### SELECTED EXCERPT
Date: 2005-11-15 07:03 am (UTC)I think my bogart would be of me like... cleaning toilets, and this would symbolise failure. If that ended up happening to me, I would cry so much. You only get one chance at life, and to have to live my life having to go to a job I hate every day, would be devistating. I want to do something exciting and creative with my life so much. I can't imagine working my butt off, making connections with these people that I think can help me, and then being an absolute flop would break my heart. I think my biggest fear, even before spiders, would be failure.
Non-Traits: Huff & Slyth.
Date: 2005-11-15 07:03 am (UTC)Hufflepuff: I am not incredibly patient, especially when it's because of someone elses stupidity (and I'm probably being a bit hypocrytical here, but I don't care. xD) I tend to snap, or make a snide comment probably hurting that persons feelings. I also believe that Hufflepuffs often put others needs before their own. This is something that I definatley know is hardly me at all. Ever since I was younger I have always looked after myself first. My dad once told me a story about how when I was younger and my sister has just been born my parents said to me something like "Now Marianna, you have a little baby sister now, you'll have to share your things with her now." I replied something along the lines of "I haven't had to share with anyone for 4 years, you'll have to give me another 4 years to get used it it". Basically, I help myself first.
Slytherin: One thing that I don't have is control. While a Slytherin may weigh down their options before doing something, I'm more of a type to just rush into things and think about the consequences later. If someone were to bully me, I'd probably loose control of my emotions and fight back, whereas a Slytherin I think would mostly try to avoid confrontation, instead getting them back in a more sly way such as humiliation or revenge in a different form. I am not as calculating as Slytherins seem to be. While they sit and plan about how would be the best way to get under this persons skin, or to get back at that person, I'm more of a heat of the moment, say-the-most-hurtful-thing-that-pops-into-my-head kind of person. I don't really mediate on being hurtful.
Non-Traits: Claw & Gryff
Date: 2005-11-15 07:04 am (UTC)Gryffindor: I don't have a particually set in stone view on right and wrong. I think a lot of Gryffindors see in black and white, definate ends of the spectrum. It's kind of like the Fear & Love thing in Donnie Darko... but not. I think that a lot of actions are grey, and it's how you percieve things that determine whether they are right or wrong. Also, I don't think I am particually couragious or brave. I said in my app that I thought that there was a fine line between courage and stupidity, and I think that if something were to happen, I would probably help by doing something extreemly stupid, that just happened to work out in my advantage. But honestly, I don't think I could be coragious and save people at all. I care too much for myself. But then, I've never really been in that kind of situation.

### DATA EXCERPTS
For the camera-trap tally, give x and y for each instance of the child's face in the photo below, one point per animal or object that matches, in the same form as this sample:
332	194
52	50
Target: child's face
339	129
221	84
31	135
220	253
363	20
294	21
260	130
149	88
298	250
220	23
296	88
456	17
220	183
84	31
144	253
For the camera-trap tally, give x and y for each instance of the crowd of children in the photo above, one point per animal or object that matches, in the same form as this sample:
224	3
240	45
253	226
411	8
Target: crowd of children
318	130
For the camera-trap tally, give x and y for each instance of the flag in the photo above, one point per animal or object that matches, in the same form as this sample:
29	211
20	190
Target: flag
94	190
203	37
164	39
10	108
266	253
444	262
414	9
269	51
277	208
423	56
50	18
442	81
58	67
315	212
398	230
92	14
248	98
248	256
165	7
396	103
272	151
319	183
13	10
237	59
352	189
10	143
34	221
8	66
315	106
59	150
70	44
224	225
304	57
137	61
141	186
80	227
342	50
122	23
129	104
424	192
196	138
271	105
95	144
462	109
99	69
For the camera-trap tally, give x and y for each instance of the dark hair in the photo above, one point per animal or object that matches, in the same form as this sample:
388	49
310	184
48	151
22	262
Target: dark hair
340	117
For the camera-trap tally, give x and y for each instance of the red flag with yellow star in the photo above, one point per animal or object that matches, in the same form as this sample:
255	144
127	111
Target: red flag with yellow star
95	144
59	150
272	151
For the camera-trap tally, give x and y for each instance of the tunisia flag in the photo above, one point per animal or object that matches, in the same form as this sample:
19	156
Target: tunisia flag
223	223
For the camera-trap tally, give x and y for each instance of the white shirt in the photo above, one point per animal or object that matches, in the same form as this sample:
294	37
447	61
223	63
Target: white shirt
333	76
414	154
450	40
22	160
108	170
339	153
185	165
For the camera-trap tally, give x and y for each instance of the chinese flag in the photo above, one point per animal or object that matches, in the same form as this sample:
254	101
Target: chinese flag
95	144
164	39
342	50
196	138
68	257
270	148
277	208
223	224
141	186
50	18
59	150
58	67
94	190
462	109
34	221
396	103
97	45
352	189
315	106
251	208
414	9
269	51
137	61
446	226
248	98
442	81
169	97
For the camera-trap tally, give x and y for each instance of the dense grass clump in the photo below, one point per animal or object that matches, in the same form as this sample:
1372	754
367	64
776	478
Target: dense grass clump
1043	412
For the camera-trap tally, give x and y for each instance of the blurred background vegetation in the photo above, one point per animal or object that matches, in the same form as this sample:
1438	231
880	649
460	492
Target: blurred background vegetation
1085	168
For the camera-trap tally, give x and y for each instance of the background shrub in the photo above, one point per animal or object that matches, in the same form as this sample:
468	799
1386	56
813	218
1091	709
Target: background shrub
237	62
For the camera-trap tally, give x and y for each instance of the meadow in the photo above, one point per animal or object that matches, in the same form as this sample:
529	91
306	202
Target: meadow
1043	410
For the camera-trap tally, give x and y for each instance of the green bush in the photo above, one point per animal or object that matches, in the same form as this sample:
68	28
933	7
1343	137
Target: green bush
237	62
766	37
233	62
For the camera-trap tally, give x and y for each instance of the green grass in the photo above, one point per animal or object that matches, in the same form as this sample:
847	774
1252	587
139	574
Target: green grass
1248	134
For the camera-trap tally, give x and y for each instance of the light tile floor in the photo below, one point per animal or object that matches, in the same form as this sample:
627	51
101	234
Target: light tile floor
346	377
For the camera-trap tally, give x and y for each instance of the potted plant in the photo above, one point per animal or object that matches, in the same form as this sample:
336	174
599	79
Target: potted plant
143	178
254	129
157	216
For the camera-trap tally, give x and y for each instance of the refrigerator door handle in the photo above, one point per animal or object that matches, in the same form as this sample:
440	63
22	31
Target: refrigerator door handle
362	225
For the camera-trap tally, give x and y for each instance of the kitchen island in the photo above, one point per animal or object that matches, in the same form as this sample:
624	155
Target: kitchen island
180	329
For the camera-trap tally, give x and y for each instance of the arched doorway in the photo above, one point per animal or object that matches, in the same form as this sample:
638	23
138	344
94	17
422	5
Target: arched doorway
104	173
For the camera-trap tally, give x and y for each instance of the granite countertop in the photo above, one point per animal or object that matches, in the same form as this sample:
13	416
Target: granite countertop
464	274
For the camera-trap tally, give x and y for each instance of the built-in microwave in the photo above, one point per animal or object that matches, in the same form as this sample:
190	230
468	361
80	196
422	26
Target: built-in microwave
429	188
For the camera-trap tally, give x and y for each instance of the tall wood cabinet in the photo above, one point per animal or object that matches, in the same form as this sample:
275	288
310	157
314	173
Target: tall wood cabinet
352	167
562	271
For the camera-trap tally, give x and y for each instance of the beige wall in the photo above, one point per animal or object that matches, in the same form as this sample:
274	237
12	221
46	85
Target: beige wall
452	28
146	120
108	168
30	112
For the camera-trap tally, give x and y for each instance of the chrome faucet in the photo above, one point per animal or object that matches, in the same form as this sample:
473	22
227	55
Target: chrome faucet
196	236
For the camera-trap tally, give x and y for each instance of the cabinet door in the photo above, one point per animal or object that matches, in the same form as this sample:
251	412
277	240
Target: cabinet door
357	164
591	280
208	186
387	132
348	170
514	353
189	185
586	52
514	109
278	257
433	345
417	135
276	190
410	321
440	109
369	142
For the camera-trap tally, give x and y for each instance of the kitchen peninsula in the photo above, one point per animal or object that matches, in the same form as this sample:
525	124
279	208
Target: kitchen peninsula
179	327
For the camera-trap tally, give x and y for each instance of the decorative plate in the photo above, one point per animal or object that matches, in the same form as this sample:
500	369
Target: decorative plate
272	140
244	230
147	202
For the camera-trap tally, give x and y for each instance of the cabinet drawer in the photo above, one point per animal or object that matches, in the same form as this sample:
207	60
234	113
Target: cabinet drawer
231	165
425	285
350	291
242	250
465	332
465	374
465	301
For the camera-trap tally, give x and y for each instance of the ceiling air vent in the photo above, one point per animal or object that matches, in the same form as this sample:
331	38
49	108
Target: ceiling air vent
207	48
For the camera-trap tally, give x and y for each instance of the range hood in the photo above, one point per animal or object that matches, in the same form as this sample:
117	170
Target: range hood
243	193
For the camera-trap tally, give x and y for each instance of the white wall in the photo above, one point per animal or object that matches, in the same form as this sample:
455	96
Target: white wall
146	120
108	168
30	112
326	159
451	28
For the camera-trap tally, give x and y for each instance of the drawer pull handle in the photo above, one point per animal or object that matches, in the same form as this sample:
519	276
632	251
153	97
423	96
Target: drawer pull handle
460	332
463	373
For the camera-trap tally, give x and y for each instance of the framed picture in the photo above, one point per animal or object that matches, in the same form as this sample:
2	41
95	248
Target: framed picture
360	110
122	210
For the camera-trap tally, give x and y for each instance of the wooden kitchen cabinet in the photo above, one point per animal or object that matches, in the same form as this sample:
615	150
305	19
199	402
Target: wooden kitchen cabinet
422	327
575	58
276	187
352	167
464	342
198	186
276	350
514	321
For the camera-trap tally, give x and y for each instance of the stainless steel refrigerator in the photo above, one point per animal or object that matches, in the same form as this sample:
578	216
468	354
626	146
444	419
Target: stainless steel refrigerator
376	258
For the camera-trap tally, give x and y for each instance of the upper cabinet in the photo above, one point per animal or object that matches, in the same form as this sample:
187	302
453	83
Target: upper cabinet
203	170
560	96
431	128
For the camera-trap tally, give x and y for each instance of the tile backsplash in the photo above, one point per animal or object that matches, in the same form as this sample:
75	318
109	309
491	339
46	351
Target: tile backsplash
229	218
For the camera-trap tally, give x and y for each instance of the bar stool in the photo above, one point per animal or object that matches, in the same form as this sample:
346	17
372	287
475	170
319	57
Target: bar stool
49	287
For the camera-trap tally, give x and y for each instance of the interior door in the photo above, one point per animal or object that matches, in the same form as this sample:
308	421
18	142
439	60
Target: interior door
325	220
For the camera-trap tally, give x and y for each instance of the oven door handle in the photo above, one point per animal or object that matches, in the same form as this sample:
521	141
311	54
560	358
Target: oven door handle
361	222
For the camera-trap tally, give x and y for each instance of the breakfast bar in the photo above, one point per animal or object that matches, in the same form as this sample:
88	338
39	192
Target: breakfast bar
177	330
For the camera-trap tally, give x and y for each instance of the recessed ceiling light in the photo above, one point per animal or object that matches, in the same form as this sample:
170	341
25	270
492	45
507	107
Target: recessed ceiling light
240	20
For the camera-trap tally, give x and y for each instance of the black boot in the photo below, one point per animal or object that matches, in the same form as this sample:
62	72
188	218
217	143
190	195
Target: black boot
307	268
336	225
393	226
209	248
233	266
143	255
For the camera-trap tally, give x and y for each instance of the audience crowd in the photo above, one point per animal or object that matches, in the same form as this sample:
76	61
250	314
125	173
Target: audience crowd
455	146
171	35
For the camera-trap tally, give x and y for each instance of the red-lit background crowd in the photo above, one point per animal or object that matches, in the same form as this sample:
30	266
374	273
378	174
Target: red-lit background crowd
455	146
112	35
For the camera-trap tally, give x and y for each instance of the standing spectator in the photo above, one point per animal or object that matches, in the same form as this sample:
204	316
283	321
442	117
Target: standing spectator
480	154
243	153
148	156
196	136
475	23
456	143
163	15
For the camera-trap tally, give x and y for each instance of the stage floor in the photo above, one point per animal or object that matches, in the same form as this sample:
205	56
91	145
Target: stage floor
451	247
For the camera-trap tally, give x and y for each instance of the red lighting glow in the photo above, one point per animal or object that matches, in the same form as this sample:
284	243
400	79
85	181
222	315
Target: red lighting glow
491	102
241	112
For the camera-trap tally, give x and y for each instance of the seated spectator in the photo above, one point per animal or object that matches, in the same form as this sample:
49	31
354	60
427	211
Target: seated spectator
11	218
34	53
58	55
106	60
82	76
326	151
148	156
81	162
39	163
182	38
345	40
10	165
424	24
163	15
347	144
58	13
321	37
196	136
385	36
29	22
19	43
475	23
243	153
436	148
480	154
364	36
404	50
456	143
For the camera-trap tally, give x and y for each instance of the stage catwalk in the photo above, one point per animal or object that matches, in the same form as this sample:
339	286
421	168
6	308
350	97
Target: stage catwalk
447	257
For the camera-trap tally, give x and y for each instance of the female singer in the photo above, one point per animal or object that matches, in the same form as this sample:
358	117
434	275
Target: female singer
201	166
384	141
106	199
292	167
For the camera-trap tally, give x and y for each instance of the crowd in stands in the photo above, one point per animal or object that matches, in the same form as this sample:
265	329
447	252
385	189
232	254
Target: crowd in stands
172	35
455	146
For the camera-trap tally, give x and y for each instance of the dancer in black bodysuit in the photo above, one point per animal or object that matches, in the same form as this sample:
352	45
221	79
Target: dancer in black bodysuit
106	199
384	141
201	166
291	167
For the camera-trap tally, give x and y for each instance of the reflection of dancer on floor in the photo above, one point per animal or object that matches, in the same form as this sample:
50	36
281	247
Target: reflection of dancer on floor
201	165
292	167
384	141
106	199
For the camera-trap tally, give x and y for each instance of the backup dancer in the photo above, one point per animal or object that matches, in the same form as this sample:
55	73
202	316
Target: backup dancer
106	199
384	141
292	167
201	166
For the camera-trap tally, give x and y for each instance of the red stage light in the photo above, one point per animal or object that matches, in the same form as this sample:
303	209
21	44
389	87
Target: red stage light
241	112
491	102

### QUESTIONS ON THE MATERIAL
- A) In the house-trait comments, what does the writer name as their biggest fear, ahead even of spiders?
- B) Write out the passage of the house-trait comments between "Date: 2005-11-15 07:03 am (UTC)I" and "would be failure.", inclusive.

### SOLUTION SET
- A) Failure.

- B)
Date: 2005-11-15 07:03 am (UTC)I think my bogart would be of me like... cleaning toilets, and this would symbolise failure. If that ended up happening to me, I would cry so much. You only get one chance at life, and to have to live my life having to go to a job I hate every day, would be devistating. I want to do something exciting and creative with my life so much. I can't imagine working my butt off, making connections with these people that I think can help me, and then being an absolute flop would break my heart. I think my biggest fear, even before spiders, would be failure.